- Official DVD cover of SRW OG: The Animation in North America

スーパーロボット大戦ORIGINAL GENERATION THE ANIMATION (Sūpā Robotto Taisen Orijinaru Jenerēshon Za Animēshon)
- Genre: Mecha
- Created by: Banpresto
- Directed by: Jun Kawagoe
- Produced by: Koji Morimoto Takanobu Terada Tatsuyo Kobayashi Yoshifumi Matsuda
- Written by: Satoru Nishizono
- Music by: Tsuneyoshi Saito
- Studio: Brain's Base
- Licensed by: NA: Media Blasters;
- Released: 27 May 2005 – 23 December 2005
- Episodes: 3

Super Robot Wars Original Generation: The Sound Cinema
- Studio: Lantis
- Original run: 10 October 2005 – 25 January 2006
- Episodes: 3

= Super Robot Wars Original Generation: The Animation =

Japanese original video animation

Super Robot Wars Original Generation: The Animation (スーパーロボット大戦ORIGINAL GENERATION THE ANIMATION, Sūpā Robotto Taisen Orijinaru Jenerēshon Za Animēshon) is a three-episode OVA that takes place after the events of Super Robot Taisen: Original Generation 2, a Game Boy Advance game featuring only original characters and mecha created by Banpresto for the Super Robot Wars franchise.

==Synopsis==
Set after Original Generation 2, an unknown fleet of enemy mechs called Bartolls suddenly attacks the population of Earth, destroying all opposition, with millions of citizens instantly vanishing during the raids. ATX Team members Kyosuke, Excellen, and Bullet, along with Ryusei, Rai, and Aya of the SRX Team are sent to investigate, before the situation turns deadlier.

--

Given exercise 1:
Convert the records from the line with "of the white" up to and including the line with "point(65, 613)" into a two-column CSV with the columns label_request and points. Each request gets one row, with its text and its answer each in a single quoted field and line breaks replaced by spaces.

Given information:
--

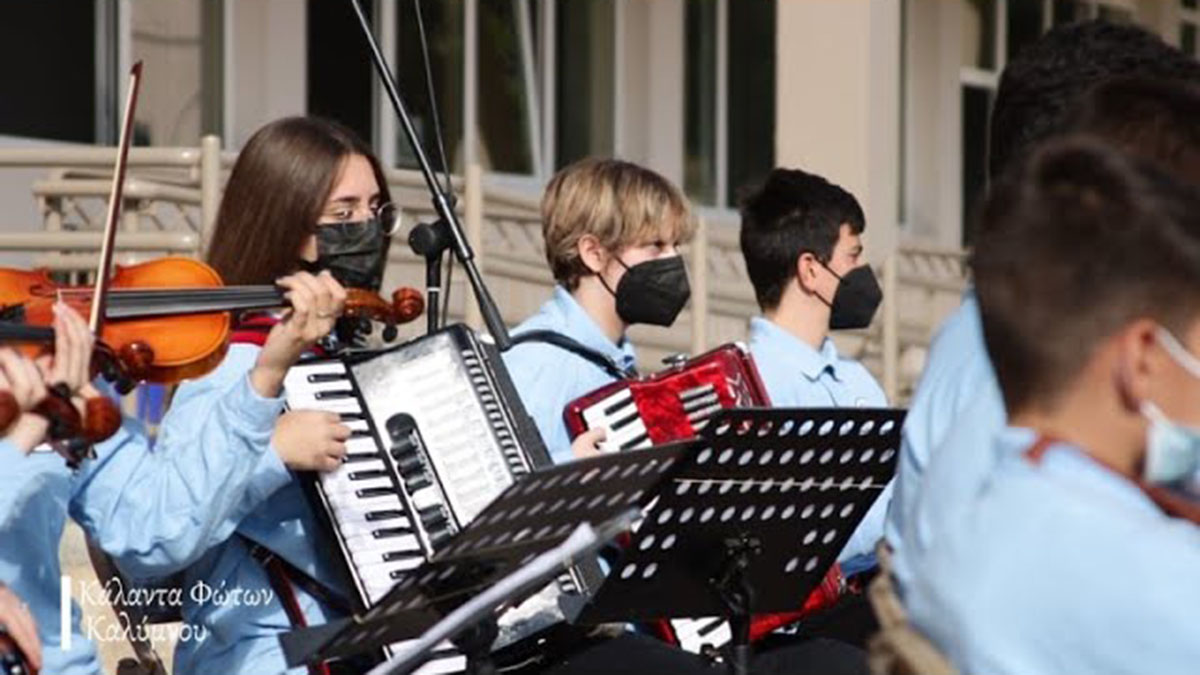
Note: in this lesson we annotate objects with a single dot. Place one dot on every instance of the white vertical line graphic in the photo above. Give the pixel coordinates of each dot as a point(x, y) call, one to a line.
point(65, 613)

--

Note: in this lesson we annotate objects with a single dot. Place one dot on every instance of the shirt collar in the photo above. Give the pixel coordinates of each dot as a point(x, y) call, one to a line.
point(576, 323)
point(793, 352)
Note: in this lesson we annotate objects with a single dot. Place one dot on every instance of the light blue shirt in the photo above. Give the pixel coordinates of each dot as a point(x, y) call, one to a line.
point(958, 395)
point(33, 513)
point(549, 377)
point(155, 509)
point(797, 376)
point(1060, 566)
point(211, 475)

--

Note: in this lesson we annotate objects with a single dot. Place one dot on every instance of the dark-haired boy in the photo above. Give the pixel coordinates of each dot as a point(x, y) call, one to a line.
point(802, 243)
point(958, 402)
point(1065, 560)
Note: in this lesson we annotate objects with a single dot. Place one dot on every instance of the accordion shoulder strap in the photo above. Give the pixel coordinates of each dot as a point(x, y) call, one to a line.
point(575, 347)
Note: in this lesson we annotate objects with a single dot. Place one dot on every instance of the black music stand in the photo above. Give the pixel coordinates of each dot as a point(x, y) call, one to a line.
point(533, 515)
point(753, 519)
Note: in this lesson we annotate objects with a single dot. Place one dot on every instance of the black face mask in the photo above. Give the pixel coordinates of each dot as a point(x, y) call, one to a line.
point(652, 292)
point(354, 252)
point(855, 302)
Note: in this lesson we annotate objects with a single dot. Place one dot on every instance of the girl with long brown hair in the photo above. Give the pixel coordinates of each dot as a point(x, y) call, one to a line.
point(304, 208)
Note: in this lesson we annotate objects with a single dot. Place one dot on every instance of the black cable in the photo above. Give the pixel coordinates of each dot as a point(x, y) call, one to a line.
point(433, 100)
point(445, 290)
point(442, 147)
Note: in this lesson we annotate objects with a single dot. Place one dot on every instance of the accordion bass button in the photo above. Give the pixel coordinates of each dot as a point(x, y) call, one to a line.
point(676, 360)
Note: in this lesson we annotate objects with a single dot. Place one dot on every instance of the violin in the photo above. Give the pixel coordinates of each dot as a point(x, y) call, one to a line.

--

Given exercise 2:
Rewrite the Super Robot Wars animation page from "Japanese original video" up to and including "Robot Wars franchise.", changing "Game Boy Advance" to "GBA".

Final result 1:
label_request,points
"Note: in this lesson we annotate objects with a single dot. Place one dot on every instance of the white vertical line graphic in the photo above. Give the pixel coordinates of each dot as a point(x, y) call, one to a line.","point(65, 613)"

Final result 2:
Japanese original video animation

Super Robot Wars Original Generation: The Animation (スーパーロボット大戦ORIGINAL GENERATION THE ANIMATION, Sūpā Robotto Taisen Orijinaru Jenerēshon Za Animēshon) is a three-episode OVA that takes place after the events of Super Robot Taisen: Original Generation 2, a GBA game featuring only original characters and mecha created by Banpresto for the Super Robot Wars franchise.